Task statement
Will you give the material below again, every line exactly as it is?

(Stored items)
____________

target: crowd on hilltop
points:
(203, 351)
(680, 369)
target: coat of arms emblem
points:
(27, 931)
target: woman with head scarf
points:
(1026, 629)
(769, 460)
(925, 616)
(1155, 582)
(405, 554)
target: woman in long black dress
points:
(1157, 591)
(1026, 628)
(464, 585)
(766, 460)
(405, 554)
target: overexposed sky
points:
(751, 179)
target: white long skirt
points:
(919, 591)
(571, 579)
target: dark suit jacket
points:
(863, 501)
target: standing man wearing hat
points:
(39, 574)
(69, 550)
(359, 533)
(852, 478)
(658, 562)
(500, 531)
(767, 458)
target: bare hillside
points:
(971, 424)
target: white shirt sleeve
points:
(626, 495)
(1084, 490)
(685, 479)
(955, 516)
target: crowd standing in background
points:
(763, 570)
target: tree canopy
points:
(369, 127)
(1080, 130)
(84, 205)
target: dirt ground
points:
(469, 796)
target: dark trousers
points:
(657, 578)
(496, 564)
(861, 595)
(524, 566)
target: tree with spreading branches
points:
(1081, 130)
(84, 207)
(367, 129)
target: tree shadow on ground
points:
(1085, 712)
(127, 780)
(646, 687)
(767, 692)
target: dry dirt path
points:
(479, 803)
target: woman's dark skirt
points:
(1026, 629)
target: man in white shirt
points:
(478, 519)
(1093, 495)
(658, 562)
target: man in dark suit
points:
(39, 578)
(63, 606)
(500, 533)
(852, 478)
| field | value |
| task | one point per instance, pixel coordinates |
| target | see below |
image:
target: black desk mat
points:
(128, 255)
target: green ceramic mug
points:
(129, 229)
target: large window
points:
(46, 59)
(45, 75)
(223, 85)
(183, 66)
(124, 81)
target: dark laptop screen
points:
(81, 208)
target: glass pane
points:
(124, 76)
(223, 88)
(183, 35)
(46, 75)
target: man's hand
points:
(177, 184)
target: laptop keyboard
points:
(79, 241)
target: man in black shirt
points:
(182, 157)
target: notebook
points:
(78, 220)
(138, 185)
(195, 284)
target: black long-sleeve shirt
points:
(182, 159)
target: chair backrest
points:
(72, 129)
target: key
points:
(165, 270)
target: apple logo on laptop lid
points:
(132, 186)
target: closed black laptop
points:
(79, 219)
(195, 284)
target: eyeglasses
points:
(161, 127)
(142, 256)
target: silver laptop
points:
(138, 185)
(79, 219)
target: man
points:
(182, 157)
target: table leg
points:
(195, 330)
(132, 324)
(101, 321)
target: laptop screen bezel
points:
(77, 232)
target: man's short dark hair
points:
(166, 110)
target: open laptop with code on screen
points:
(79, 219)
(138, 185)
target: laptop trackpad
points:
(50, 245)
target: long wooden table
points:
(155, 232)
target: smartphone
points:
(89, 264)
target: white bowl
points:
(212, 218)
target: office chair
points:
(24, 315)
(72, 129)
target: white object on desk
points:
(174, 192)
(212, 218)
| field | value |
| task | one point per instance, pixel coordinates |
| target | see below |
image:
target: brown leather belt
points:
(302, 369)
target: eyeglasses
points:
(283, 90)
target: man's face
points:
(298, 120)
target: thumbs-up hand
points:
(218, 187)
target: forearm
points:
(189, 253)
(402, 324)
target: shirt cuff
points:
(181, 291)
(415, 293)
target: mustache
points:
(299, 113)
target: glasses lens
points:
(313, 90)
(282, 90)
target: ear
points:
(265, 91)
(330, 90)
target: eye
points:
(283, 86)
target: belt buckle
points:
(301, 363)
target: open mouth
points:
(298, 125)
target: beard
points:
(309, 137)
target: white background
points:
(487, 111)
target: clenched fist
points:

____________

Written reply
target: crowd on hilltop
points:
(203, 351)
(680, 369)
target: coat of arms emblem
points:
(27, 931)
target: woman with head scarf
points:
(1026, 629)
(769, 460)
(925, 616)
(1155, 582)
(405, 554)
target: woman in long black dress
points:
(1157, 591)
(1026, 628)
(464, 585)
(766, 460)
(405, 554)
target: overexposed sky
points:
(751, 179)
target: white long skirt
points:
(919, 591)
(571, 579)
target: dark suit jacket
points:
(863, 501)
target: standing man wearing hat
points:
(39, 574)
(69, 550)
(359, 533)
(852, 478)
(658, 562)
(500, 531)
(767, 458)
target: bare hillside
points:
(971, 424)
target: white shirt sleeve
points:
(626, 495)
(1084, 490)
(685, 479)
(955, 516)
target: crowd standing in background
points:
(763, 570)
target: tree canopy
points:
(369, 127)
(1080, 130)
(84, 205)
target: dirt ground
points:
(469, 796)
target: dark trousers
points:
(657, 578)
(496, 564)
(861, 595)
(524, 566)
target: tree with spreading branches
points:
(1081, 130)
(84, 207)
(367, 129)
target: tree shadow on ground
points:
(1085, 712)
(127, 780)
(646, 687)
(767, 692)
target: dry dirt path
points:
(479, 803)
target: woman's dark skirt
points:
(1026, 629)
target: man in white shirt
points:
(478, 519)
(1093, 495)
(658, 562)
target: man in dark suit
points:
(39, 578)
(63, 606)
(500, 533)
(852, 478)
| field | value |
| task | one point per instance, pixel coordinates |
| target | see below |
image:
target: black desk mat
points:
(128, 255)
target: green ceramic mug
points:
(129, 229)
target: large window
points:
(46, 59)
(45, 75)
(223, 85)
(183, 66)
(124, 81)
target: dark laptop screen
points:
(81, 208)
target: glass pane
points:
(124, 76)
(223, 88)
(183, 35)
(46, 75)
target: man's hand
points:
(177, 184)
target: laptop keyboard
points:
(79, 241)
target: man in black shirt
points:
(182, 157)
target: notebook
points:
(78, 220)
(138, 185)
(195, 284)
target: black long-sleeve shirt
points:
(182, 159)
target: chair backrest
points:
(72, 129)
target: key
points:
(165, 270)
target: apple logo on laptop lid
points:
(132, 186)
target: closed black laptop
points:
(79, 219)
(195, 284)
target: eyeglasses
points:
(161, 127)
(142, 256)
target: silver laptop
points:
(138, 185)
(79, 219)
target: man
points:
(182, 157)
target: table leg
points:
(195, 330)
(132, 324)
(101, 321)
target: laptop screen bezel
points:
(77, 232)
target: man's short dark hair
points:
(166, 110)
target: open laptop with code on screen
points:
(79, 219)
(138, 185)
target: laptop trackpad
points:
(50, 245)
target: long wooden table
points:
(155, 232)
target: smartphone
points:
(89, 264)
target: white bowl
points:
(212, 218)
target: office chair
points:
(24, 315)
(72, 129)
target: white object on desk
points:
(174, 192)
(212, 218)
| field | value |
| task | one point per instance, pixel coordinates |
| target | see below |
image:
target: brown leather belt
points:
(302, 369)
target: eyeglasses
points:
(283, 90)
target: man's face
points:
(298, 120)
target: thumbs-up hand
points:
(218, 187)
target: forearm
points:
(189, 253)
(402, 324)
target: shirt cuff
points:
(181, 291)
(415, 293)
target: mustache
points:
(299, 113)
target: glasses lens
points:
(313, 90)
(282, 90)
target: ear
points:
(265, 91)
(330, 90)
target: eye
points:
(283, 86)
target: belt buckle
points:
(301, 363)
target: open mouth
points:
(298, 125)
target: beard
points:
(309, 137)
target: white background
points:
(487, 111)
target: clenched fist
points:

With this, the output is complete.